(O QUE FAZER)
No texto para leitura, explique por que Memélia Moreira recomenda ler o novo livro de Urariano Mota parando a cada parágrafo. Responda em uma a três frases.

(TEXTO PARA LEITURA)
Memélia Moreira e o romance "O que mantém um homem vivo"
Para os leitores do Brasil, Memélia é, além de grande jornalista, indispensável escritora
Memélia Moreira tem seu nome gravado em uma brava geração de jornalistas e escritores de combate. De um ponto de vista biológico e político, ela é filha e sobrinha de jornalistas e políticos maranhenses, personagens da história do Brasil, os Neiva Moreira, pai e tio. E mais o seu irmão, Antonio de Neiva Moreira Neto, ex-preso político na ditadura. Traços genéticos à parte, importa mais destacar que Memélia Moreira está inscrita na causa indígena, em textos fundamentais que publicou quando correspondente da Folha de São Paulo e depois. Para mim, para os leitores do Brasil, Memélia é, além de grande jornalista, indispensável escritora. Se dúvida houver, leiam a inteligência fecunda de Memélia no texto que divulgo a seguir. Ela escreve sobre o meu próximo romance “O que mantém um homem vivo”. Com vocês, a voz da brilhante Memélia Moreira.
DOIS TABUS, UM MITO, MUITAS CULPAS
Memélia Moreira
Àqueles acostumados à linguagem dos emojis e emoções transmitidas com polegares, recomendo que leiam o novo livro de Urariano Mota com interrupções a cada parágrafo, para não apenas assimilarem as palavras, mas principalmente para uma reflexão. Porque “O QUE MANTÉM O HOMEM VIVO” não é uma leitura légère, como dizem os franceses. É uma leitura que disseca a profundeza de sentimentos, comportamentos e preconceitos que banalizamos. Um livro que disseca tabus, sentimentos de culpa carregados por nós que fomos e somos da resistência brasileira.

(Descrições de regiões em linguagem natural)
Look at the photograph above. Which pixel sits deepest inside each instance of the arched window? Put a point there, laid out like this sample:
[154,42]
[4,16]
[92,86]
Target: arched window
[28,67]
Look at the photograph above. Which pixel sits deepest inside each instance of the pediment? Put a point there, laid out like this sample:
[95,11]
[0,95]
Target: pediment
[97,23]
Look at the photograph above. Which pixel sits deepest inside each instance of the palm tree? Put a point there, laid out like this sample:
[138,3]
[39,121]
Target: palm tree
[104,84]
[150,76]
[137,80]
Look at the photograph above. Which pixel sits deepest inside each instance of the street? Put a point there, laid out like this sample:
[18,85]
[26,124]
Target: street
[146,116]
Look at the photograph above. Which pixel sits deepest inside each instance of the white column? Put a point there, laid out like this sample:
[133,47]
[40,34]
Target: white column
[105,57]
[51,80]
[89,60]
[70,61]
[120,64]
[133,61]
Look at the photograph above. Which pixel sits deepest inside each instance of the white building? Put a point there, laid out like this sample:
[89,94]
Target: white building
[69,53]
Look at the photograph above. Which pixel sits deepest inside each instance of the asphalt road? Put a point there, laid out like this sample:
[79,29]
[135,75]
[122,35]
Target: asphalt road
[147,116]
==
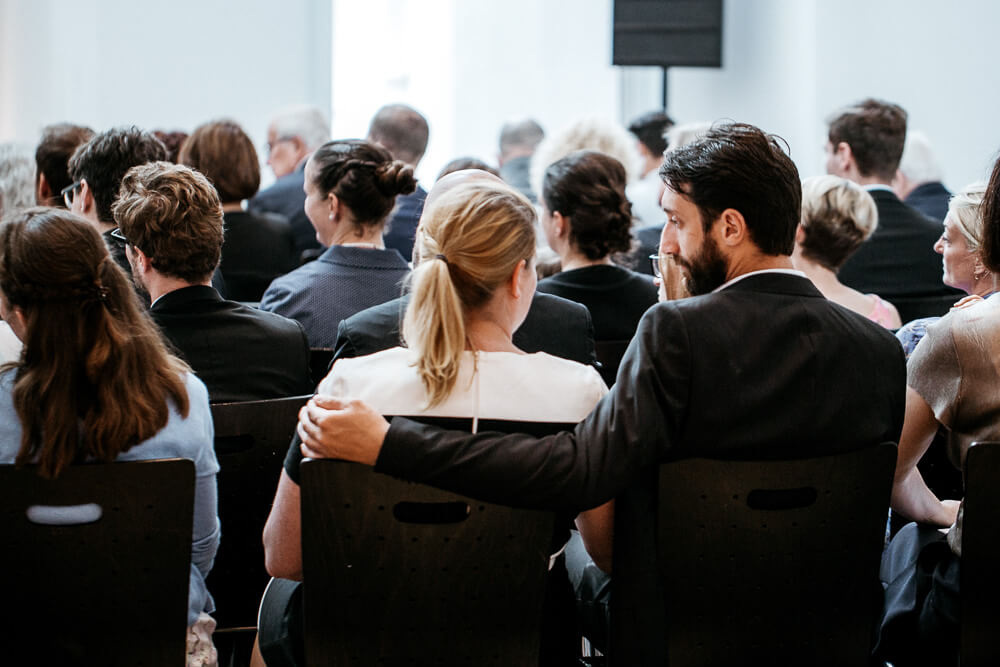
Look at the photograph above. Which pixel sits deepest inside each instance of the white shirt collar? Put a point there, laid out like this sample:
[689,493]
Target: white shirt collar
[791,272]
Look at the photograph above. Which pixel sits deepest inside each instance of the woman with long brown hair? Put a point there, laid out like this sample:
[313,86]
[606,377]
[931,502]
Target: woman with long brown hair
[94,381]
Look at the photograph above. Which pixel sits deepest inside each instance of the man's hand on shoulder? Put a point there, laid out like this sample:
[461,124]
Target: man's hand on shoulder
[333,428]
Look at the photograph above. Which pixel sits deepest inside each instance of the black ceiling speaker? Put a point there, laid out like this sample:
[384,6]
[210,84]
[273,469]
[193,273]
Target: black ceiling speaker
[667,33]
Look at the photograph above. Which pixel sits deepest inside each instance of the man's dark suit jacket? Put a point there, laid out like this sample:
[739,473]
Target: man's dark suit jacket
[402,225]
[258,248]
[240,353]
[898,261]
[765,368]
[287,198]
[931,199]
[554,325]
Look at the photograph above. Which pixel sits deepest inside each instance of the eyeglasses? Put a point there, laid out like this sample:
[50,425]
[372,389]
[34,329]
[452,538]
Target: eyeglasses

(RESPOSTA)
Ela faz a recomendação a quem está acostumado aos emojis, para que a pessoa não só assimile as palavras, mas principalmente reflita. Segundo ela, o livro não é uma leitura leve: disseca a profundeza de sentimentos, comportamentos e preconceitos que banalizamos.